(Dataset entries)
----

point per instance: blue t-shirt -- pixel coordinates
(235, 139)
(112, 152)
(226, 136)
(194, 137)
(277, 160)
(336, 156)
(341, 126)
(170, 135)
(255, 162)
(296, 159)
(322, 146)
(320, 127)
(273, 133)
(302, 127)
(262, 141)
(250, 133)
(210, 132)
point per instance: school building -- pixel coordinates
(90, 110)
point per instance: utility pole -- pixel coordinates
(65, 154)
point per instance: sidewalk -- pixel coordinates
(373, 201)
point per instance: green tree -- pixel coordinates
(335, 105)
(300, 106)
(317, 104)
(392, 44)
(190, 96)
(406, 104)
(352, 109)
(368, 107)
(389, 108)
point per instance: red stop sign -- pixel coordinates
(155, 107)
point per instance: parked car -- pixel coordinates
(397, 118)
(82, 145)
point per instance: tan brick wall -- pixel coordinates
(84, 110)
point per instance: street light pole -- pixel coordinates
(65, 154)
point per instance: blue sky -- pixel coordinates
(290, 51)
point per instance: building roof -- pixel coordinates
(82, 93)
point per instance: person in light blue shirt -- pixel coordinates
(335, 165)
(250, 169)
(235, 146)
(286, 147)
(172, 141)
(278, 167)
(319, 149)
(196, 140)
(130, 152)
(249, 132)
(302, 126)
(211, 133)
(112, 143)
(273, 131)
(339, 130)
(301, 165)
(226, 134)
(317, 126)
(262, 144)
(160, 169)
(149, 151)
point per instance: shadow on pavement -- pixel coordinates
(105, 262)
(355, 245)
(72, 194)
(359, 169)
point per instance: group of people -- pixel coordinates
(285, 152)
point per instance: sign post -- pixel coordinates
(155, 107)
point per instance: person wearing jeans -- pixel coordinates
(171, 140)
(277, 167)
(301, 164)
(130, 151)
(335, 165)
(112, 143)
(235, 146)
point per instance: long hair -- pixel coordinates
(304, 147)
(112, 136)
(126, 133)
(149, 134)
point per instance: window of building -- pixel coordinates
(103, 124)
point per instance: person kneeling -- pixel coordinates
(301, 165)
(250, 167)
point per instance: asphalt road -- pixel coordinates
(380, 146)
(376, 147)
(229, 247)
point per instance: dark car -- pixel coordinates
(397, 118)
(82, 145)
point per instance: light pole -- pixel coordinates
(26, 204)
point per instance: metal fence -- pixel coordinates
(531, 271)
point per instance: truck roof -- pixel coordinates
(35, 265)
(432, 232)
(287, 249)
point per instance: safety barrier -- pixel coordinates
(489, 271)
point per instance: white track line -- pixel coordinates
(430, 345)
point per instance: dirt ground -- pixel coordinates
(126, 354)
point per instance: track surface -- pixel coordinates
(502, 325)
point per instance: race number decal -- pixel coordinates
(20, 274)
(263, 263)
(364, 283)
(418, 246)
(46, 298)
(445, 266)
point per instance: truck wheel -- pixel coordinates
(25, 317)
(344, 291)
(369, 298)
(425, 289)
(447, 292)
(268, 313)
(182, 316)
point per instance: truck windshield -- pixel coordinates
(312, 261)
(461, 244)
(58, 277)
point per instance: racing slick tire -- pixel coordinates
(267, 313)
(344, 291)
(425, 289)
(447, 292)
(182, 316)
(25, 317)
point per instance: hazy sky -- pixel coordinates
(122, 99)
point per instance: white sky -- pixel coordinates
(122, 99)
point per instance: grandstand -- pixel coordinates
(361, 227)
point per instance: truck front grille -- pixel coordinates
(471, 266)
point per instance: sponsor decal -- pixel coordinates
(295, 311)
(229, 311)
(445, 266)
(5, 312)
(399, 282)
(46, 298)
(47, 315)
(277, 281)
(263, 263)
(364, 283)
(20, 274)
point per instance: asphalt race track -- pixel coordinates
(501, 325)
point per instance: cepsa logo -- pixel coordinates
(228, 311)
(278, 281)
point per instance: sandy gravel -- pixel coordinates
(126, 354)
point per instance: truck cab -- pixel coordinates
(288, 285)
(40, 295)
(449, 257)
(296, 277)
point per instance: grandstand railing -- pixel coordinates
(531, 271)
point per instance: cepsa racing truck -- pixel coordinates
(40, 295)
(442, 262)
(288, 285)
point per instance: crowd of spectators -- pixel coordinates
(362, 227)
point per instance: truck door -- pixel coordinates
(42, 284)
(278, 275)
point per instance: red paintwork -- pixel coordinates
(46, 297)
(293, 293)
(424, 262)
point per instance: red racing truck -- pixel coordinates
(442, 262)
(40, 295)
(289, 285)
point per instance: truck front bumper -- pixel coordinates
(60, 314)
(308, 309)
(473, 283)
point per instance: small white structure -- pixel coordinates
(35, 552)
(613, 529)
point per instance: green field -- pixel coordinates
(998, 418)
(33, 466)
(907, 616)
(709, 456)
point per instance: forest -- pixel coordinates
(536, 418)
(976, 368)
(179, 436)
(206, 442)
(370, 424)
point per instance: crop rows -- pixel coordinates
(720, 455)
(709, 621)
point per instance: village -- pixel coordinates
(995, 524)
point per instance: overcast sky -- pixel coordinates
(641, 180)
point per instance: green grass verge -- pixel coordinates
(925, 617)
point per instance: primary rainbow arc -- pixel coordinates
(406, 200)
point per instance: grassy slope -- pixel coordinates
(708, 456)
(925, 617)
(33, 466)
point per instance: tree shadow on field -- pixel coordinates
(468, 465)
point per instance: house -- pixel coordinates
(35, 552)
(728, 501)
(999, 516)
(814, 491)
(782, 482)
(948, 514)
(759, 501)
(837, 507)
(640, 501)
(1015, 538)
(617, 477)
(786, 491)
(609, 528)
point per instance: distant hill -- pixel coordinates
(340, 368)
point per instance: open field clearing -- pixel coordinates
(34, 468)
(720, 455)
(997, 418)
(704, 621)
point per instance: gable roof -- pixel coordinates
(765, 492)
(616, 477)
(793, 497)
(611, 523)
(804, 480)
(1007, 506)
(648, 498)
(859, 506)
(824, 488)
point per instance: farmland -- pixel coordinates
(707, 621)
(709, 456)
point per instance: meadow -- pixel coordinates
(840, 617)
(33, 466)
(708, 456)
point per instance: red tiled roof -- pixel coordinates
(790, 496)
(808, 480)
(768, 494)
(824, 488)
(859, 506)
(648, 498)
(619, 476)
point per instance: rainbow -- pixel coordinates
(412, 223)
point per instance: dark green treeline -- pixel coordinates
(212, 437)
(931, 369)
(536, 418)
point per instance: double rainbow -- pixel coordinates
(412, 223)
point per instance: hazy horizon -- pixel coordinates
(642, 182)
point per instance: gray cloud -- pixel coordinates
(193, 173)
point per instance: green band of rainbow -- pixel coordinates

----

(Activity):
Please repeat every entry, exactly as it was written.

(Reply to the task):
point per instance: blue t-shirt -- pixel coordinates
(235, 139)
(112, 152)
(226, 136)
(194, 137)
(277, 160)
(336, 156)
(341, 126)
(170, 135)
(255, 162)
(296, 159)
(322, 146)
(320, 127)
(273, 133)
(302, 127)
(262, 141)
(250, 133)
(210, 132)
point per instance: school building -- pixel coordinates
(90, 110)
point per instance: utility pole -- pixel coordinates
(65, 154)
point per instance: sidewalk -- pixel coordinates
(373, 201)
point per instance: green tree -- pixel coordinates
(335, 105)
(300, 106)
(317, 104)
(392, 44)
(190, 96)
(406, 104)
(352, 109)
(368, 107)
(389, 108)
point per instance: red stop sign -- pixel coordinates
(155, 107)
point per instance: parked car -- pixel coordinates
(397, 118)
(82, 145)
point per instance: tan brick wall -- pixel coordinates
(84, 110)
point per instance: street light pole -- pixel coordinates
(65, 154)
point per instance: blue sky -- pixel coordinates
(290, 51)
point per instance: building roof -- pixel coordinates
(82, 93)
point per instance: person in light blue shirt -- pixel coordinates
(335, 165)
(250, 169)
(235, 146)
(286, 147)
(172, 141)
(278, 167)
(319, 149)
(196, 140)
(130, 152)
(249, 132)
(302, 126)
(211, 133)
(112, 143)
(273, 131)
(339, 130)
(301, 165)
(226, 134)
(317, 126)
(262, 144)
(160, 169)
(149, 151)
point per instance: shadow on pavement -- pixel coordinates
(105, 262)
(355, 245)
(72, 194)
(359, 169)
point per instance: group of people -- pixel coordinates
(285, 152)
point per instance: sign post -- pixel coordinates
(155, 107)
point per instance: person wearing jeans -- pixel coordinates
(171, 140)
(277, 167)
(301, 164)
(130, 151)
(335, 165)
(112, 143)
(235, 146)
point per instance: long hair -- pixel coordinates
(304, 147)
(112, 136)
(126, 133)
(149, 134)
point per instance: window of building -- pixel coordinates
(103, 124)
point per instance: person kneeling -- pixel coordinates
(301, 165)
(250, 167)
point per instance: asphalt road -- pixel coordinates
(380, 146)
(376, 147)
(229, 247)
point per instance: dark car -- pixel coordinates
(397, 118)
(82, 145)
point per instance: light pole -- pixel coordinates
(26, 204)
point per instance: metal fence -- pixel coordinates
(531, 271)
point per instance: truck roof -- pixel coordinates
(35, 265)
(432, 232)
(287, 249)
point per instance: safety barrier -- pixel coordinates
(489, 271)
point per instance: white track line -- pixel coordinates
(430, 345)
point per instance: dirt ground -- pixel coordinates
(126, 354)
point per instance: track surface -- pixel coordinates
(502, 325)
point per instance: race number decal -- pixel coordinates
(20, 274)
(263, 263)
(364, 283)
(418, 246)
(46, 298)
(445, 266)
point per instance: truck wheel -- pixel coordinates
(25, 317)
(344, 291)
(369, 298)
(425, 289)
(447, 292)
(268, 313)
(182, 316)
point per instance: truck windshield -- pixel coordinates
(312, 261)
(461, 244)
(58, 277)
point per instance: racing slick tire -- pixel coordinates
(267, 313)
(344, 291)
(425, 289)
(447, 292)
(182, 316)
(25, 317)
point per instance: hazy sky -- pixel coordinates
(122, 99)
point per instance: white sky -- pixel coordinates
(122, 99)
point per instance: grandstand -- pixel coordinates
(361, 227)
point per instance: truck front grille -- pixel coordinates
(471, 266)
point per instance: sponsor decal -- pixel coordinates
(295, 311)
(229, 311)
(445, 266)
(5, 312)
(399, 282)
(46, 298)
(47, 315)
(277, 281)
(263, 263)
(364, 283)
(20, 274)
point per instance: asphalt race track -- pixel coordinates
(501, 325)
point per instance: cepsa logo -- pixel coordinates
(228, 311)
(278, 281)
point per instance: sandy gravel -- pixel coordinates
(126, 354)
point per instance: truck cab -- pixel coordinates
(288, 285)
(40, 295)
(449, 257)
(296, 277)
point per instance: grandstand railing -- pixel coordinates
(531, 271)
point per instance: cepsa racing truck -- pixel coordinates
(40, 295)
(442, 262)
(288, 285)
point per instance: crowd of spectators -- pixel coordinates
(362, 227)
point per instance: truck door -- pixel coordinates
(42, 284)
(278, 275)
point per instance: red paintwork -- pixel coordinates
(46, 297)
(293, 293)
(424, 262)
point per instance: red racing truck -- pixel coordinates
(442, 262)
(40, 295)
(289, 285)
point per instance: truck front bumper -- pixel coordinates
(60, 314)
(308, 309)
(473, 283)
point per instance: small white structure -- pixel coordinates
(35, 552)
(613, 529)
point per instance: green field -- pixel coordinates
(998, 418)
(33, 466)
(907, 616)
(709, 456)
point per instance: forest -- pixel coordinates
(536, 418)
(976, 368)
(179, 436)
(206, 442)
(370, 424)
point per instance: crop rows -- pixel coordinates
(720, 455)
(709, 621)
point per instance: village -- pixel coordinates
(995, 524)
point per instance: overcast sky -- pixel coordinates
(641, 180)
point per instance: green grass verge -- pixel coordinates
(925, 617)
point per instance: primary rainbow arc -- pixel coordinates
(406, 200)
point per instance: grassy slope -- pixel coordinates
(708, 456)
(925, 617)
(33, 466)
point per instance: tree shadow on field -- pixel coordinates
(468, 465)
point per instance: house -- pixel coordinates
(35, 552)
(728, 501)
(999, 516)
(814, 491)
(782, 482)
(948, 514)
(759, 501)
(837, 507)
(640, 501)
(1015, 538)
(617, 477)
(786, 491)
(609, 528)
point per instance: distant hill -- pixel coordinates
(340, 368)
point per instance: open field clearing -- pixel coordinates
(34, 468)
(720, 455)
(997, 418)
(704, 621)
point per instance: gable roof -- pixel coordinates
(765, 492)
(616, 477)
(793, 497)
(611, 523)
(804, 480)
(1007, 506)
(648, 498)
(859, 506)
(824, 488)
point per instance: farmland -- pixel coordinates
(707, 621)
(709, 456)
point per instance: meadow -- pixel coordinates
(840, 617)
(33, 466)
(708, 456)
point per instance: red tiled roof -- pixel coordinates
(790, 496)
(808, 480)
(768, 494)
(824, 488)
(859, 506)
(648, 498)
(619, 476)
point per instance: rainbow -- pixel coordinates
(412, 223)
point per instance: dark green treeline -- pixel coordinates
(212, 437)
(931, 369)
(536, 418)
point per instance: double rainbow -- pixel coordinates
(412, 223)
point per instance: hazy horizon -- pixel coordinates
(642, 182)
point per instance: gray cloud -- pixel coordinates
(193, 173)
point per instance: green band of rainbow -- pixel coordinates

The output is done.